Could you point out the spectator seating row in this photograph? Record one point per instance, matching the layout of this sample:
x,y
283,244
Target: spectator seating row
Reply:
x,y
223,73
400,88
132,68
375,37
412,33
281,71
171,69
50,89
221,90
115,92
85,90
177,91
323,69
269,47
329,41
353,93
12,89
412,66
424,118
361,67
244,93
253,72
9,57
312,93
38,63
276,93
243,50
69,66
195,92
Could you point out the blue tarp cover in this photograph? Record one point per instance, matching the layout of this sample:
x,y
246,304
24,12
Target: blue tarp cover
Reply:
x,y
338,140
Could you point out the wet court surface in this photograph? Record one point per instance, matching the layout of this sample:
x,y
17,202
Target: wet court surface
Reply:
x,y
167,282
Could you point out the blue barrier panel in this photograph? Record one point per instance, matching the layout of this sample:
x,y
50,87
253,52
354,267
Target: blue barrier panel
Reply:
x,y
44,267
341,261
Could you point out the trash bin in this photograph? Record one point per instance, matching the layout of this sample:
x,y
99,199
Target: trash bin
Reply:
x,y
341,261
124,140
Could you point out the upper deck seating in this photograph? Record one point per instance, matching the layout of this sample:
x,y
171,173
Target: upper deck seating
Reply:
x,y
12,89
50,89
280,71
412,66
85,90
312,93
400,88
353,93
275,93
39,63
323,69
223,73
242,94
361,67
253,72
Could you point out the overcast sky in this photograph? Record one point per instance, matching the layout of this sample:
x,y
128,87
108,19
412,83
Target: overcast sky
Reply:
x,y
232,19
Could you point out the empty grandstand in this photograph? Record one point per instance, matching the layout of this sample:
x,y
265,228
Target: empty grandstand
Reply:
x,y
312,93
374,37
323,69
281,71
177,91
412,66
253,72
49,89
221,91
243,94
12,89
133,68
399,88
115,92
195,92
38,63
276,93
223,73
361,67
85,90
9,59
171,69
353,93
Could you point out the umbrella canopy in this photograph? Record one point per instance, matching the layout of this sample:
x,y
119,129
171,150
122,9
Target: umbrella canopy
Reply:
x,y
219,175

········

**INSTRUCTIONS TO FOLLOW**
The required answer is the run of lines above, starting at the line with "Could you point out the overcast" and ending at the line with "Target: empty grandstand", reproduced exactly with both ends.

**WRITTEN ANSWER**
Could you point out the overcast sky in this photograph? Record one point per instance, matching the layout of this sample:
x,y
128,87
108,19
412,83
Target: overcast sky
Reply:
x,y
232,19
Could you point out the empty grandstand in this photograph? Record one point per instance, matching the layout of this sample:
x,y
265,228
Target: empty grandstand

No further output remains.